> Given task: Update the listing below by replacing "well-known text" with "WKT notation" throughout and leaving everything else unchanged. Omit the pictures from your answer.

[Segmentation labeling items]
::::::::::
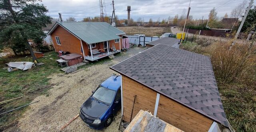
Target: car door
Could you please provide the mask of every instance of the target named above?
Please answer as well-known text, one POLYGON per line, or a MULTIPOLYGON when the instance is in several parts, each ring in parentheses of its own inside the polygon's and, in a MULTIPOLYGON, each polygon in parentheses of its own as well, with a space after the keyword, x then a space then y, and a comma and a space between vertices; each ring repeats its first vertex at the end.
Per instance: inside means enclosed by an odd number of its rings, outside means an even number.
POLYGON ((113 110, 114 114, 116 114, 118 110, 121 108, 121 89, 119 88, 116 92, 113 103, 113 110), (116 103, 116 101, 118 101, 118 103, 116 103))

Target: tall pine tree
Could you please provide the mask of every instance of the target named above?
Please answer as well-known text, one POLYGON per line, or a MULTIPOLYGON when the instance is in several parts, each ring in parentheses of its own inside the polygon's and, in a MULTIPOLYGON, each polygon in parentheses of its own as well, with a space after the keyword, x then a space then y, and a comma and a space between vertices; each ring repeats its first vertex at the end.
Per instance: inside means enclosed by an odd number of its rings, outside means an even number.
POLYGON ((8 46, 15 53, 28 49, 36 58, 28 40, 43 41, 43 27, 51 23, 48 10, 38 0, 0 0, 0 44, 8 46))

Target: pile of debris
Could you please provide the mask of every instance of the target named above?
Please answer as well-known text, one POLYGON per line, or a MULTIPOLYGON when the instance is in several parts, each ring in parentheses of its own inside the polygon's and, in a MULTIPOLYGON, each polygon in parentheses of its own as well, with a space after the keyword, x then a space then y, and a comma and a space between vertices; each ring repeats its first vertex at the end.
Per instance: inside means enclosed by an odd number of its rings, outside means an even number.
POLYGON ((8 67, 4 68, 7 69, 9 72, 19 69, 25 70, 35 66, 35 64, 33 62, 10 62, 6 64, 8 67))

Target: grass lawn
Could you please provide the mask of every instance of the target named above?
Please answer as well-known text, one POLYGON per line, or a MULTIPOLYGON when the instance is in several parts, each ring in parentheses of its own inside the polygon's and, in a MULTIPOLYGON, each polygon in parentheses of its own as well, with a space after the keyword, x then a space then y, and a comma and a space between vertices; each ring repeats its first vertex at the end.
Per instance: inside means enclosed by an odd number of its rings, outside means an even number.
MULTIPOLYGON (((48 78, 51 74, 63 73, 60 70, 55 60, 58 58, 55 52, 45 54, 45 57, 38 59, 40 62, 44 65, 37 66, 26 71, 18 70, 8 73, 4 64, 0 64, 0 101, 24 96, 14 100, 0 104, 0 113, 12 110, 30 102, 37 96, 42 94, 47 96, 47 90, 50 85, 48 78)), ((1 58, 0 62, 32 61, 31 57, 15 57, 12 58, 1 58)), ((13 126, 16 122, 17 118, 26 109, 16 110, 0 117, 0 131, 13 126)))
::::::::::
> Answer to the exercise:
Target: car door
Could you please provide the mask of every instance of the target named above?
Please answer as WKT notation, one POLYGON per line, or a MULTIPOLYGON when the instance is in several parts, each ring in parentheses of its own inside the polygon's and, in a MULTIPOLYGON, each polygon in parentheses of its own as well, with a space after the keyword, x then a space then y, and a comma and a space between vertices; each ring repeats its first vertex at the end.
Per instance: inside means enclosed by an odd number of its rings, outside means an even number.
POLYGON ((113 110, 114 114, 116 114, 118 110, 121 108, 121 89, 119 88, 116 92, 113 103, 113 110), (116 103, 116 101, 118 101, 118 103, 116 103))

Target: tall pine tree
Could you please provide the mask of every instance of the target named above?
Please answer as WKT notation, one POLYGON per line, or a MULTIPOLYGON when the instance is in several parts, each ring in parentheses of its own inside the polygon's and, in a MULTIPOLYGON, each polygon in parentheses of its own as well, with a space after the keyword, x then a space then y, and a comma and a space between vertices; each ring repeats its first vertex at the end.
Per instance: inside means enclosed by an odd number of its rings, outside means an even number.
POLYGON ((8 46, 15 53, 28 49, 36 58, 28 40, 43 41, 43 27, 51 23, 48 10, 38 0, 0 0, 0 44, 8 46))

Target: pile of debris
Could you please provide the mask of every instance of the target named above?
Please answer as WKT notation, one POLYGON per line, or a MULTIPOLYGON when the instance is in several parts, each ring in parentheses of its own inside the polygon's and, in a MULTIPOLYGON, each polygon in parentheses of its own as well, with a space after the keyword, x then a space then y, and a comma and a space between vertices; each ring repeats its first vertex at the end.
Per instance: inside means enclosed by an odd number of its rings, outside means an even number.
POLYGON ((8 67, 4 68, 7 69, 9 72, 19 69, 25 70, 35 66, 35 64, 33 62, 10 62, 6 64, 8 67))

Target: grass lawn
Could you please provide the mask of every instance of the target named above?
Please answer as WKT notation, one POLYGON per line, or a MULTIPOLYGON when the instance is in several parts, each ring in parentheses of its own inside the polygon's and, in a MULTIPOLYGON, each polygon in parentheses of its own as well, with a space after the keyword, x then a space then y, and a comma and a space between vertices; each ring repeats its first vertex at the end.
Per instance: inside means enclosed by an odd number of its rings, outside means an even number.
MULTIPOLYGON (((48 78, 51 74, 63 73, 60 70, 55 60, 58 58, 55 52, 45 54, 45 57, 38 59, 40 62, 44 65, 37 66, 26 71, 18 70, 8 73, 4 64, 0 64, 0 101, 24 96, 14 100, 0 104, 0 113, 12 110, 30 102, 37 96, 42 94, 47 96, 47 90, 50 85, 48 78)), ((1 58, 0 62, 32 61, 31 57, 15 57, 12 58, 1 58)), ((13 126, 16 122, 17 118, 26 109, 16 110, 0 117, 0 131, 13 126)))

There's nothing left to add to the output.